• Tasks to perform
- 1) Translate this sentence from the brake warning light thread into Spanish: "If there were a genuine brake system problem, the light would come on and stay on."
- 2) From the brake warning light thread, reproduce the passage that begins at the words "## Zen31ZR (Mar" and ends after "and stay on.".

======== Text block ========

# Brake Light Keeps Coming On HELP!!!!



## e_tothe_j (Mar 23, 2005)

I dont know what is the matter with this thing but the brake light keeps coming on and off even with the e-brake fully down has anybody had this problem before let me know please


----------



## asleepz (Feb 24, 2004)

check your brake fluid.


----------



## e_tothe_j (Mar 23, 2005)

oh i didnt even think of that i do need brake fluid really bad lol will do that and then let you know thanks


----------



## asleepz (Feb 24, 2004)

that's probably it...


----------



## Domdogg123 (Nov 12, 2004)

asleepz said:


> that's probably it...


eh....probably not...

http://www.z31.com/brakepedal.shtml


----------



## asleepz (Feb 24, 2004)

Domdogg123 said:


> eh....probably not...
> 
> http://www.z31.com/brakepedal.shtml





If you read a little closer and infered what he was saying he's talking about the brake WARNING lamp.


----------



## Domdogg123 (Nov 12, 2004)

asleepz said:


> If you read a little closer and infered what he was saying he's talking about the brake WARNING lamp.


ah shi.....

nvm then, brake lights staying on is common enough for me to just breeze over the post. I'm sorry...


----------



## Zen31ZR (Mar 24, 2004)

Could also be a bad switch on the brake lever. Probably out of adjustment. Pretty common on all cars where the E-brake handle is near the center console. You'll have to disassemble the console to get to it (should be underneath), but I'll bet the switch is rattling around under there. If there were a genuine brake system problem, the light would come on and stay on.


----------



## e_tothe_j (Mar 23, 2005)

no its just comes on and then goes off its like that the whole time i drive so im thinkin its just the fluid so im gonna change the brakes soon anyways and it probably will fix the problem thanks


----------



## asleepz (Feb 24, 2004)

Domdogg123 said:


> ah shi.....
> 
> nvm then, brake lights staying on is common enough for me to just breeze over the post. I'm sorry...


hold out your hand so I may slap it

naw no problems, no problems


----------

======== Supplied entries ========

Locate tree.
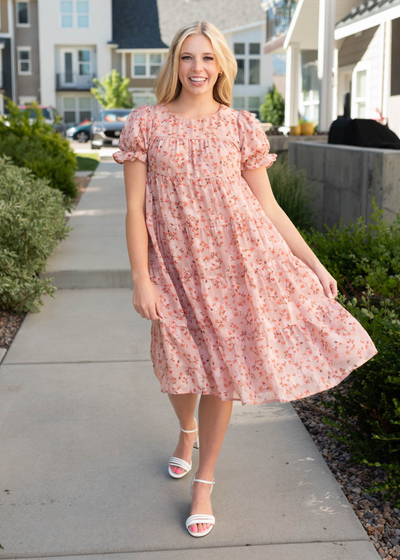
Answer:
[90,69,134,109]
[260,84,285,126]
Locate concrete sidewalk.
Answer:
[0,163,380,560]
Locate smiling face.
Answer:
[178,34,221,96]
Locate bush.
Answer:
[260,84,285,126]
[302,200,400,507]
[0,156,72,313]
[268,156,315,230]
[0,99,78,199]
[303,200,400,306]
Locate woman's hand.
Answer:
[313,263,337,299]
[132,277,163,321]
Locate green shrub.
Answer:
[0,99,78,199]
[260,84,285,126]
[302,200,400,507]
[0,156,72,313]
[268,156,315,230]
[303,200,400,306]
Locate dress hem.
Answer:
[160,348,378,406]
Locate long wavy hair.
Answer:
[154,21,237,107]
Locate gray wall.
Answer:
[14,0,40,103]
[289,142,400,231]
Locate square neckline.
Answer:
[161,103,225,121]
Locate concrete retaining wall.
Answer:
[267,132,328,154]
[290,142,400,231]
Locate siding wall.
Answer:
[0,0,9,33]
[339,25,383,118]
[14,0,40,103]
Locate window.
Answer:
[76,2,89,27]
[60,1,74,27]
[235,58,244,84]
[17,2,29,26]
[249,96,260,113]
[78,97,92,122]
[133,53,146,76]
[301,51,319,124]
[355,70,367,119]
[249,58,260,85]
[78,50,91,76]
[150,53,161,76]
[233,43,261,85]
[233,43,245,55]
[351,62,369,119]
[17,47,32,74]
[132,92,157,107]
[63,97,76,124]
[60,0,89,28]
[249,43,260,54]
[131,52,163,78]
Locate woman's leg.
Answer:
[190,395,233,532]
[168,393,200,474]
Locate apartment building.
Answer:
[39,0,112,124]
[0,0,273,125]
[0,0,15,114]
[112,0,273,115]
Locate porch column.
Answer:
[318,0,335,132]
[285,43,300,126]
[121,53,126,78]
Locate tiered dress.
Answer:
[114,103,377,404]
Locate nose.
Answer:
[193,56,203,73]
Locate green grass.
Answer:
[76,154,99,171]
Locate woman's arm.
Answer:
[242,165,337,297]
[124,159,162,321]
[124,159,149,282]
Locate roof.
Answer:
[110,0,265,49]
[335,0,400,29]
[110,0,168,49]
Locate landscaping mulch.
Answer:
[291,391,400,560]
[0,176,91,349]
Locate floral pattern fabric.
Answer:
[114,103,377,405]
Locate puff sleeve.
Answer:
[238,109,278,171]
[113,105,148,164]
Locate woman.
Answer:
[114,22,377,537]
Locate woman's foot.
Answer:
[170,417,197,474]
[189,472,213,533]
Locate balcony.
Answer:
[56,72,96,91]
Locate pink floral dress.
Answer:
[114,103,377,404]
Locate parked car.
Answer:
[18,105,67,136]
[67,118,94,142]
[90,109,132,150]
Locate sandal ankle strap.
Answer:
[179,418,197,434]
[193,478,215,484]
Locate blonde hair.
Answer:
[154,21,237,107]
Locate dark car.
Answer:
[67,119,94,142]
[18,105,67,136]
[90,109,132,150]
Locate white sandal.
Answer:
[186,475,215,537]
[168,418,200,478]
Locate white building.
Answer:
[39,0,112,124]
[283,0,400,136]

========

• Solutions by task
- 1) Si hubiera un problema real en el sistema de frenos, la luz se encendería y se quedaría encendida.

- 2)
## Zen31ZR (Mar 24, 2004)

Could also be a bad switch on the brake lever. Probably out of adjustment. Pretty common on all cars where the E-brake handle is near the center console. You'll have to disassemble the console to get to it (should be underneath), but I'll bet the switch is rattling around under there. If there were a genuine brake system problem, the light would come on and stay on.